§ **Pointing and labeling entries**
○ ○ ○ ○ ○

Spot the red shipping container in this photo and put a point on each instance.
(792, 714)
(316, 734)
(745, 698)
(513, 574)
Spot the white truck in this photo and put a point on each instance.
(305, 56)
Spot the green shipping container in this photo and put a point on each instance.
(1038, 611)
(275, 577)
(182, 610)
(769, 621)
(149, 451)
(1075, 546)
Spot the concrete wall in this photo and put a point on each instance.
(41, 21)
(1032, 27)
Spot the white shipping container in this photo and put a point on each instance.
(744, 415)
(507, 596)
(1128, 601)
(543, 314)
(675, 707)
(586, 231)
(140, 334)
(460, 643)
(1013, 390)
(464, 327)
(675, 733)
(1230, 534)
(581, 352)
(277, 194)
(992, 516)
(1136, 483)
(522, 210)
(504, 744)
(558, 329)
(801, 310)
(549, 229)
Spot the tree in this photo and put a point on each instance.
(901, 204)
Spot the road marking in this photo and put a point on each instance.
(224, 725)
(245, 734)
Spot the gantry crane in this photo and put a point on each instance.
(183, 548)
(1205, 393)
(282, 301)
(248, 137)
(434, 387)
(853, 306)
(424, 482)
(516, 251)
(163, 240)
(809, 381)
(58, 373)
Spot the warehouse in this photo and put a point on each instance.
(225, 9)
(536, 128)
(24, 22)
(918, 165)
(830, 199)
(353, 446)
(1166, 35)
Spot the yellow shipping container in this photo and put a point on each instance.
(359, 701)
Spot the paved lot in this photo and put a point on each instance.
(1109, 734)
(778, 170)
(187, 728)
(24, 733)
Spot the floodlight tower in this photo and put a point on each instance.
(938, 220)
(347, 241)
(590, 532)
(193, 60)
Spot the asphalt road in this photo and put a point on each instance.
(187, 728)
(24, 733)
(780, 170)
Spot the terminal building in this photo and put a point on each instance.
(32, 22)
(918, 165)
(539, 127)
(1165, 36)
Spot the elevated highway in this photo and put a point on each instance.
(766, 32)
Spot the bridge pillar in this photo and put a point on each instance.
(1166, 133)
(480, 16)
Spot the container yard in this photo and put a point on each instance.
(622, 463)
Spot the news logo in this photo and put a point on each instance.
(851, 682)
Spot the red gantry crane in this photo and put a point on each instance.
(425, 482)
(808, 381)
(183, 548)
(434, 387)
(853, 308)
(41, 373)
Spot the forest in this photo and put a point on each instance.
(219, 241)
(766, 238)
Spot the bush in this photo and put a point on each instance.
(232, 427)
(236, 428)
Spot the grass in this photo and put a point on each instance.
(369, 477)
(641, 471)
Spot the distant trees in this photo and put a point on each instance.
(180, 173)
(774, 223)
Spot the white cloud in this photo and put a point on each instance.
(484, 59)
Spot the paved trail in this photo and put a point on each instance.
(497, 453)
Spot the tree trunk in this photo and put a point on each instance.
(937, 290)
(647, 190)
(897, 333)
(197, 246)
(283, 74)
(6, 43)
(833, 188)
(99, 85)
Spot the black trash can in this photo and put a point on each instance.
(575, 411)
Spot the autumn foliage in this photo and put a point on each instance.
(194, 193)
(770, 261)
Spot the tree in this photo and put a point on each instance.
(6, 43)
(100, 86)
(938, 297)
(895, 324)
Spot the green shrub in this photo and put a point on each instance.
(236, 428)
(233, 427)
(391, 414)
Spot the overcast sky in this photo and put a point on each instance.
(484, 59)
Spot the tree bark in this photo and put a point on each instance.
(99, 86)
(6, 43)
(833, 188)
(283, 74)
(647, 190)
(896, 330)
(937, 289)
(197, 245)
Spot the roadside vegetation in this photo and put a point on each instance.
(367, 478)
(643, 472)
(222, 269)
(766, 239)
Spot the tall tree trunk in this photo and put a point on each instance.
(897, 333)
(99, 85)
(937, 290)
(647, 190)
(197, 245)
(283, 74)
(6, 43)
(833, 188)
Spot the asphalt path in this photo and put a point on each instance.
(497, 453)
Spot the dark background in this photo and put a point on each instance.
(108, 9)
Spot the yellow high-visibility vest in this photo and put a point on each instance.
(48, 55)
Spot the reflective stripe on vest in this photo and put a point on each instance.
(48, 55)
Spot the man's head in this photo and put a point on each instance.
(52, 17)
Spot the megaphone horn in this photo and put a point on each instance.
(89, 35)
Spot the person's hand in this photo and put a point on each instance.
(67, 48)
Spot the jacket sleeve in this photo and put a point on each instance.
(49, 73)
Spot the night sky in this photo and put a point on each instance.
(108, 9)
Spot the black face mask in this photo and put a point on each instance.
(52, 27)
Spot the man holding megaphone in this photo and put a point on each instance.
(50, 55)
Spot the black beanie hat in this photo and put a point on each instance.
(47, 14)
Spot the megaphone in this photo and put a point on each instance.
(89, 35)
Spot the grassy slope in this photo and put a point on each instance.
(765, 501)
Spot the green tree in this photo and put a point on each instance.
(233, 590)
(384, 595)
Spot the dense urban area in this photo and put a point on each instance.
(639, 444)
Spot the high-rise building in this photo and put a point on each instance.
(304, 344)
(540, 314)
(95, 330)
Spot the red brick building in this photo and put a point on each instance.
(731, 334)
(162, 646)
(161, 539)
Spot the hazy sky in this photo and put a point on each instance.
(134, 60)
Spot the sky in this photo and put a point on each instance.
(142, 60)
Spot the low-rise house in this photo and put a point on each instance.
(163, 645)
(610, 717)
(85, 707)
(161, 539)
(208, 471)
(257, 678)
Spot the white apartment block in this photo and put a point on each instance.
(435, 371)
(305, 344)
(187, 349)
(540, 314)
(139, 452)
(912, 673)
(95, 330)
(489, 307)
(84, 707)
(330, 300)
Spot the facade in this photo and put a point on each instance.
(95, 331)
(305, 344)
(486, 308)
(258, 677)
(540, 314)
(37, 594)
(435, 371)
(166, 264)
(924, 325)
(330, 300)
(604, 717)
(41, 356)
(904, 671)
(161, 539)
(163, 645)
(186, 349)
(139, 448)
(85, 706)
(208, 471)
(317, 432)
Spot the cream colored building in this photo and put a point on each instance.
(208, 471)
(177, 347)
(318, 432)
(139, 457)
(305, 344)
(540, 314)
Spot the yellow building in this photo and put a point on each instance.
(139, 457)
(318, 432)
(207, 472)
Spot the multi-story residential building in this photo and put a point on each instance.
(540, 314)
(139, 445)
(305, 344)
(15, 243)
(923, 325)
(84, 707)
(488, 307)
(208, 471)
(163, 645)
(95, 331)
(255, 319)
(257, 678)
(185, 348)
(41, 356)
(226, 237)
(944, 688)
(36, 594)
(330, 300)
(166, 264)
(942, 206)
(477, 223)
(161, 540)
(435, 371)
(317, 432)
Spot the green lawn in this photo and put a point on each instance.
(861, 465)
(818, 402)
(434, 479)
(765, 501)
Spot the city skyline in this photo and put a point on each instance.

○ ○ ○ ○ ○

§ **Instruction**
Please repeat all of the lines above word for word, without changing anything.

§ **Written solution**
Spot the red shipping container in this photo and put a point on each instance.
(792, 714)
(316, 734)
(745, 698)
(513, 574)
Spot the white truck in this photo and put a point on each instance.
(305, 56)
Spot the green shipping container in this photo and put a point on each instance.
(1038, 611)
(275, 577)
(182, 610)
(769, 621)
(149, 451)
(1075, 546)
Spot the concrete wall in this photo and put a point on each instance.
(41, 21)
(1032, 27)
Spot the white shipping container in this photo and put a point on each instance.
(744, 415)
(507, 596)
(1128, 601)
(543, 314)
(675, 707)
(586, 231)
(140, 334)
(460, 643)
(1013, 390)
(464, 327)
(675, 733)
(1230, 534)
(581, 352)
(277, 194)
(992, 516)
(1136, 483)
(522, 210)
(504, 744)
(558, 329)
(801, 310)
(549, 229)
Spot the tree in this photo and put a point on each instance.
(901, 204)
Spot the road marking in this photo and put a point on each instance.
(224, 725)
(245, 734)
Spot the gantry crane in this photo and put a point on each instance.
(183, 548)
(1205, 393)
(282, 301)
(248, 137)
(434, 387)
(853, 306)
(424, 482)
(516, 251)
(163, 240)
(809, 381)
(58, 373)
Spot the warehouse in this photo and put a point on each instance.
(225, 9)
(536, 128)
(24, 22)
(918, 165)
(830, 199)
(353, 446)
(1166, 35)
Spot the yellow shipping container in this photo and put a point on each instance.
(359, 701)
Spot the paved lot in this photo and put a point on each instance.
(1109, 734)
(778, 170)
(187, 728)
(24, 733)
Spot the floodlight tower in this photo and put a point on each instance.
(938, 220)
(347, 241)
(590, 532)
(193, 60)
Spot the asphalt road in this photo and put a point on each instance.
(187, 728)
(24, 733)
(780, 170)
Spot the terminal building in this photo and put a point on each instance.
(32, 22)
(918, 165)
(539, 127)
(1165, 36)
Spot the elevated highway in this photo and put a point on each instance.
(766, 32)
Spot the bridge pillar in this photo and put a point on each instance.
(1166, 133)
(480, 16)
Spot the container yard in this photo and put a point on each instance.
(622, 463)
Spot the news logo in this photo and put a point on each instance.
(851, 682)
Spot the red gantry crane in this photo and put a point on each instance.
(425, 482)
(808, 381)
(183, 548)
(434, 387)
(853, 308)
(41, 373)
Spot the forest in this photo and put a point on each instance.
(219, 241)
(766, 238)
Spot the bush in this photo and put a point on each instance.
(232, 427)
(236, 428)
Spot the grass in this photo and put a point on each instance.
(369, 477)
(641, 471)
Spot the distant trees in this photo and put a point on each instance.
(180, 173)
(774, 223)
Spot the white cloud in this photo and put a point on each instance.
(484, 59)
Spot the paved trail in this photo and put a point on each instance.
(497, 453)
Spot the tree trunk in this photo and put a point on each instance.
(937, 290)
(647, 190)
(897, 333)
(197, 246)
(283, 74)
(6, 43)
(833, 188)
(99, 85)
Spot the black trash can in this photo and put a point on each instance.
(575, 411)
Spot the autumn foliage in this photo and put a point on each instance.
(194, 193)
(770, 261)
Spot the tree in this photo and put a point on each instance.
(6, 43)
(100, 86)
(938, 297)
(895, 324)
Spot the green shrub in this photo and put a point on each instance.
(236, 428)
(233, 427)
(391, 414)
Spot the overcast sky in this photo and put a point on each instance.
(484, 59)
Spot the tree bark in this photo and put a point on each instance.
(99, 86)
(6, 43)
(833, 188)
(283, 74)
(647, 190)
(896, 330)
(937, 289)
(197, 245)
Spot the roadside vegetation in this photo and put a point on each instance.
(367, 478)
(643, 472)
(222, 269)
(766, 239)
Spot the tall tree trunk in this photo and put a point on each instance.
(897, 333)
(99, 85)
(937, 290)
(647, 190)
(197, 245)
(283, 74)
(6, 43)
(833, 188)
Spot the asphalt path in this photo and put a point on each instance.
(497, 453)
Spot the dark background in this photo and put a point on each instance.
(108, 9)
Spot the yellow high-visibility vest in this photo and put a point on each instance.
(48, 55)
Spot the reflective stripe on vest in this photo and put a point on each instance.
(48, 55)
Spot the man's head in this photo and put a point on each instance.
(52, 17)
Spot the megaphone horn in this photo and put a point on each instance.
(89, 35)
Spot the person's hand in this photo and put a point on each instance.
(67, 48)
Spot the jacket sleeve in this photo and put a point on each instance.
(49, 73)
Spot the night sky in this photo and put a point on each instance.
(108, 9)
Spot the black face mask in this photo and put a point on each instance.
(52, 27)
Spot the man holding megaphone in this photo and put a point on each instance.
(50, 55)
Spot the black beanie hat in this photo and put a point on each instance.
(47, 14)
Spot the megaphone in this photo and put a point on each instance.
(89, 35)
Spot the grassy slope in this photo and put a point on each instance.
(765, 501)
Spot the green tree in this photo and put a point on each instance.
(233, 590)
(384, 595)
Spot the dense urban area in this photo and put a point on each instance.
(639, 444)
Spot the high-rise building in this photo and put a point on each instance.
(304, 344)
(540, 314)
(95, 330)
Spot the red brick building in this photo and put a point on each instance.
(731, 334)
(162, 646)
(161, 539)
Spot the hazy sky in this photo and put a point on each instance.
(134, 60)
Spot the sky in this photo and put a point on each instance.
(142, 60)
Spot the low-rise house in this photo and put a point on each instance.
(163, 645)
(610, 717)
(85, 707)
(161, 539)
(208, 471)
(257, 678)
Spot the white apartment block in this photo and put a point on each instance.
(435, 371)
(305, 344)
(187, 349)
(540, 314)
(139, 452)
(912, 673)
(95, 330)
(489, 307)
(84, 707)
(330, 300)
Spot the facade in this photo and put a point on each instance.
(95, 331)
(305, 344)
(486, 308)
(258, 677)
(540, 314)
(37, 594)
(435, 371)
(166, 264)
(924, 325)
(330, 300)
(604, 717)
(41, 356)
(904, 671)
(161, 539)
(163, 645)
(186, 349)
(139, 448)
(85, 706)
(208, 471)
(317, 432)
Spot the cream colored building in this photo and put a point on each instance.
(208, 471)
(177, 347)
(318, 432)
(139, 457)
(305, 344)
(540, 314)
Spot the yellow building in this photo and put a point on each instance.
(139, 457)
(318, 432)
(207, 472)
Spot the multi-story residential building in this photo and put a point on each instance.
(540, 314)
(139, 445)
(305, 344)
(15, 243)
(923, 325)
(84, 707)
(488, 307)
(208, 471)
(163, 645)
(95, 331)
(255, 319)
(257, 678)
(185, 348)
(41, 356)
(226, 237)
(944, 688)
(36, 594)
(330, 300)
(166, 264)
(942, 206)
(477, 223)
(161, 540)
(435, 371)
(317, 432)
Spot the green lawn in this photo and put a point on each instance.
(861, 465)
(818, 402)
(434, 479)
(765, 501)
Spot the city skyline in this photo and put a point on each instance.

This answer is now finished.